» WORK REQUIRED: Exactly repeat the full listing that follows.

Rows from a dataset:

====

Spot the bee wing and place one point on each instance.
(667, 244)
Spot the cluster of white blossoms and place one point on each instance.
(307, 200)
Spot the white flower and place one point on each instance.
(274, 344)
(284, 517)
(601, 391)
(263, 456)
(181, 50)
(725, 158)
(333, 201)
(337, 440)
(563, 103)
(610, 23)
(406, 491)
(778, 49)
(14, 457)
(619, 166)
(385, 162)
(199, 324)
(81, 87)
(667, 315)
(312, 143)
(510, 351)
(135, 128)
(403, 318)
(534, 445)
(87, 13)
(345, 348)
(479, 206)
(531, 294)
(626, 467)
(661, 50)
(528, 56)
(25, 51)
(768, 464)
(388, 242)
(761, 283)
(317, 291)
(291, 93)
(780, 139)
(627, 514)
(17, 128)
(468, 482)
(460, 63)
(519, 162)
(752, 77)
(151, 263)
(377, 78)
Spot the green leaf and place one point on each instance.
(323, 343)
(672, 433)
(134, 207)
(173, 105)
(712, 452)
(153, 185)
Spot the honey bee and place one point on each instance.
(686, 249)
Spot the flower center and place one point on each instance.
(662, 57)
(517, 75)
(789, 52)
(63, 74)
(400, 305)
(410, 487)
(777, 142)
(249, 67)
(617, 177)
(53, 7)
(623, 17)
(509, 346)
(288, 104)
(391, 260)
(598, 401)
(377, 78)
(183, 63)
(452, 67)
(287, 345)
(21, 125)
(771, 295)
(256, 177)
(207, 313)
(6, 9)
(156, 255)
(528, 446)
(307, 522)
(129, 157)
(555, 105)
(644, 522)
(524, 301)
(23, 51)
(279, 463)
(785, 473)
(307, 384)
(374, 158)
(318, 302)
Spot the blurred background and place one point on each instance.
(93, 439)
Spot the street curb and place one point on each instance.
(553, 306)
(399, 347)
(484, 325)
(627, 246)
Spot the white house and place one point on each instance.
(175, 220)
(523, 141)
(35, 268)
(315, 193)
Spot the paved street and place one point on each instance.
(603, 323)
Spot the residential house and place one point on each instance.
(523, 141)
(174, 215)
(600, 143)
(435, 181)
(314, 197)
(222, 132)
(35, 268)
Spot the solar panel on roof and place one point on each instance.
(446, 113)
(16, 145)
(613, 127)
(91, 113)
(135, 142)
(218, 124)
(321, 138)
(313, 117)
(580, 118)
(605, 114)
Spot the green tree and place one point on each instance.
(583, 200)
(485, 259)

====

» RESULT OF THIS EXERCISE:
Spot the bee wing and place one point on each instance.
(667, 244)
Spot the cluster of white blossoms and place one point on each instance.
(307, 200)
Spot the white flower and place one point on each instance.
(274, 344)
(284, 517)
(601, 391)
(263, 456)
(181, 50)
(725, 158)
(333, 201)
(337, 440)
(563, 103)
(610, 23)
(406, 491)
(778, 49)
(14, 457)
(619, 166)
(385, 162)
(199, 324)
(81, 87)
(667, 315)
(312, 143)
(510, 351)
(135, 128)
(403, 318)
(534, 445)
(87, 13)
(345, 348)
(479, 206)
(531, 294)
(626, 467)
(661, 50)
(528, 56)
(25, 51)
(768, 464)
(388, 242)
(761, 283)
(317, 291)
(291, 93)
(780, 139)
(627, 514)
(17, 128)
(468, 482)
(460, 63)
(519, 162)
(752, 77)
(151, 263)
(377, 78)
Spot the green leaf and place one point on each instance.
(323, 343)
(672, 433)
(134, 207)
(173, 105)
(712, 452)
(153, 185)
Spot the honey bee and place one point on each instance.
(686, 249)
Spot the flower center and place one point on each instance.
(662, 57)
(517, 75)
(789, 52)
(63, 74)
(400, 305)
(410, 487)
(777, 142)
(249, 67)
(617, 177)
(53, 7)
(623, 17)
(509, 346)
(288, 104)
(391, 260)
(598, 401)
(377, 78)
(183, 63)
(452, 67)
(287, 345)
(21, 125)
(771, 295)
(256, 177)
(207, 313)
(6, 9)
(156, 255)
(528, 446)
(307, 522)
(129, 157)
(555, 105)
(644, 522)
(524, 301)
(23, 51)
(279, 463)
(785, 473)
(307, 384)
(374, 158)
(318, 302)
Spot the blurred background and place one point on each instance.
(93, 439)
Spot the street curb and place one point on each instance.
(553, 306)
(399, 347)
(484, 325)
(627, 246)
Spot the white house and place one point on each instance.
(175, 220)
(523, 141)
(35, 268)
(315, 193)
Spot the paved street and place one point on each instance.
(603, 323)
Spot the residential house and place one point on each instance.
(523, 141)
(174, 215)
(600, 143)
(435, 181)
(314, 197)
(222, 132)
(35, 268)
Spot the solar panel on roof and place one point on each instance.
(446, 113)
(16, 145)
(613, 127)
(91, 113)
(135, 142)
(218, 124)
(321, 138)
(313, 117)
(580, 118)
(605, 114)
Spot the green tree and place one point on each instance.
(583, 200)
(485, 259)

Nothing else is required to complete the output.